- Exercise task -
Pick out every line in the entries below that contains the word "baseball", and copy each one.

- Source material -
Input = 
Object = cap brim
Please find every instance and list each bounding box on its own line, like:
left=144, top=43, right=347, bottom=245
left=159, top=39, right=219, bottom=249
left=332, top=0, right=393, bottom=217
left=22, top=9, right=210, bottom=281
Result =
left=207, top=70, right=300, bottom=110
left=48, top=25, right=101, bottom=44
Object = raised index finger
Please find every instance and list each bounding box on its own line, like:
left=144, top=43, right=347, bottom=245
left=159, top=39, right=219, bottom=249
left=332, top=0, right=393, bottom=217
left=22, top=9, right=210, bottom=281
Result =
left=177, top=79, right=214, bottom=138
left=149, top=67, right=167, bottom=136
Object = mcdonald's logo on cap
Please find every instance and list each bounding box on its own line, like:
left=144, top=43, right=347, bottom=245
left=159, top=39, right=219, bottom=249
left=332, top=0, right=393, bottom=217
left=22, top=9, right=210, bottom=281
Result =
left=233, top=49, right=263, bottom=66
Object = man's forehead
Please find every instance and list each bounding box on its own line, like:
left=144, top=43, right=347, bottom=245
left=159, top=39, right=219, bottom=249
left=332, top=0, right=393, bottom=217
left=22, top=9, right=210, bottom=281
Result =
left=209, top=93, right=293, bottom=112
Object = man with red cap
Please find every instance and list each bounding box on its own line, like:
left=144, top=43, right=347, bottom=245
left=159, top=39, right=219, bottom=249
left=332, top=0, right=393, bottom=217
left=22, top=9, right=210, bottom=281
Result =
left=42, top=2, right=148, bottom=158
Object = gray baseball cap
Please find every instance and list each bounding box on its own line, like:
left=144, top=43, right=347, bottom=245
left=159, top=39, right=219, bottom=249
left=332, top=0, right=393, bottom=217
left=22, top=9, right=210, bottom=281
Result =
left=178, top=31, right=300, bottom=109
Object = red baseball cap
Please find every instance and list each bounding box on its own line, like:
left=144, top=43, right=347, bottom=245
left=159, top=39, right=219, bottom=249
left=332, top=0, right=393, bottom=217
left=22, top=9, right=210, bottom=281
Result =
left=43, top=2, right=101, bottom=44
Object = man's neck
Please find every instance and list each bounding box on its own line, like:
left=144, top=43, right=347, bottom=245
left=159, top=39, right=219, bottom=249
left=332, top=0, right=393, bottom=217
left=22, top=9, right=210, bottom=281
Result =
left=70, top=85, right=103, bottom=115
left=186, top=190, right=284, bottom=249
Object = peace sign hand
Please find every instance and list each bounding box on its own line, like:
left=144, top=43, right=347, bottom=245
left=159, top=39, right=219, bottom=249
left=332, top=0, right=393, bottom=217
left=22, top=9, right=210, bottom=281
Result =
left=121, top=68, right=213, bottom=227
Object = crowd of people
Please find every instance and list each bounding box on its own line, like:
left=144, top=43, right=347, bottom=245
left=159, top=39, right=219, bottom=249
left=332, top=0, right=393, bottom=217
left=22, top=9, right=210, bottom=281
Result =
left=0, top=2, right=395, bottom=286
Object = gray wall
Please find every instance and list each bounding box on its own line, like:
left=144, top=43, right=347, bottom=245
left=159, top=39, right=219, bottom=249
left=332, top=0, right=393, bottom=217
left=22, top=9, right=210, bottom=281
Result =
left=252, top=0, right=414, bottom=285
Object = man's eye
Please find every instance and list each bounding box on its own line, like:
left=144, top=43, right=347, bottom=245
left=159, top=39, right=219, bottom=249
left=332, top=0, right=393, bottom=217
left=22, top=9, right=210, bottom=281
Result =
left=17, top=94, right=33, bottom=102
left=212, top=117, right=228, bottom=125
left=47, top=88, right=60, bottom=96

...

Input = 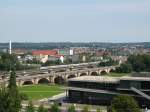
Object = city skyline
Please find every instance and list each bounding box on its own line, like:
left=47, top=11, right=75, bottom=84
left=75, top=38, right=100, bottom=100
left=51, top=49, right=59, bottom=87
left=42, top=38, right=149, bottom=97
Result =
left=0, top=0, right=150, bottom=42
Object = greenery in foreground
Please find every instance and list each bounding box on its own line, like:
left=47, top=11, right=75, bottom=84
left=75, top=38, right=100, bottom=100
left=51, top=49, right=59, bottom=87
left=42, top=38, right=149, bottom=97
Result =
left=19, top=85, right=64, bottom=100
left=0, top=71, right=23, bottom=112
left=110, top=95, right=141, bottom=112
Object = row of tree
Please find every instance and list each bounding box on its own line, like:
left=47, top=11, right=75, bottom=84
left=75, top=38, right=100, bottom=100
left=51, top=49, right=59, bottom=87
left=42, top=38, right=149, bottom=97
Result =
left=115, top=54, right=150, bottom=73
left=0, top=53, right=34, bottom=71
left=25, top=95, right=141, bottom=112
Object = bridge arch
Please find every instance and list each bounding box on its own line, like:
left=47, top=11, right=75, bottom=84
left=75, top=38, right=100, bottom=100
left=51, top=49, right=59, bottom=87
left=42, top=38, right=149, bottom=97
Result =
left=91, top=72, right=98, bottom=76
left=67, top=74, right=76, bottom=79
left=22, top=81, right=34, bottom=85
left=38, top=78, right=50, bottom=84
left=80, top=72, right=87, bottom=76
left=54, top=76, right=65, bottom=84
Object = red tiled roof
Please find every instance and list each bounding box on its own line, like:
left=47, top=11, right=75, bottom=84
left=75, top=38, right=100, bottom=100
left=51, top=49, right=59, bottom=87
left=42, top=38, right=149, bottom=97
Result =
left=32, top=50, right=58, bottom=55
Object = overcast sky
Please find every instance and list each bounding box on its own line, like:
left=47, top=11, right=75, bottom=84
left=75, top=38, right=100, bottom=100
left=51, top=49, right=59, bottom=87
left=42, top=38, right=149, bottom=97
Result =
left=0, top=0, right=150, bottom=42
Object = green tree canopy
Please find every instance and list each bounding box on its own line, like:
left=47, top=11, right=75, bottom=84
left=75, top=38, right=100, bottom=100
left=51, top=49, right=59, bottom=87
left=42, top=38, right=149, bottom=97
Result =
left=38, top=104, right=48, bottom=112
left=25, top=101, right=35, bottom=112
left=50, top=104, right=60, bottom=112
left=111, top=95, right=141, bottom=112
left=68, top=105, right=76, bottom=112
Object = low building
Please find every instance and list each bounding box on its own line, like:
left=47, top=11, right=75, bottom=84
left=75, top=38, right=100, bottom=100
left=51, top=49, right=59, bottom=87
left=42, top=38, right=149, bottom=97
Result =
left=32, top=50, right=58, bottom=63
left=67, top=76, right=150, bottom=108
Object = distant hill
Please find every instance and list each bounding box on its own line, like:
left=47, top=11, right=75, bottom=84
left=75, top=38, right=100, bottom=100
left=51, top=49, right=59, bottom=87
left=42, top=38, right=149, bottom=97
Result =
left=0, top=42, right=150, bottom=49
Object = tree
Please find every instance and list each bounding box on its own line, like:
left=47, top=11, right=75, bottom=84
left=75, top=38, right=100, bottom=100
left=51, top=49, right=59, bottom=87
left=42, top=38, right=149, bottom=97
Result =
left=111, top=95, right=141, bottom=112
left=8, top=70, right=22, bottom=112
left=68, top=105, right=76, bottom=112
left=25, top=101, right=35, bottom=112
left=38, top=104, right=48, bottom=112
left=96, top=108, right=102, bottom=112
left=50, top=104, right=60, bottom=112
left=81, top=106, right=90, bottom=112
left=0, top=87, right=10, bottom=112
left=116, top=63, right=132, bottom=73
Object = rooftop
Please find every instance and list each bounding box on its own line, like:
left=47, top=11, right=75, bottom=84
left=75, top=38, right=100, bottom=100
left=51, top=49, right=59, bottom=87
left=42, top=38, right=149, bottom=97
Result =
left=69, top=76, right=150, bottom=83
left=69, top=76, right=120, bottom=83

- Solution to this problem -
Object = gray baseball cap
Object = red baseball cap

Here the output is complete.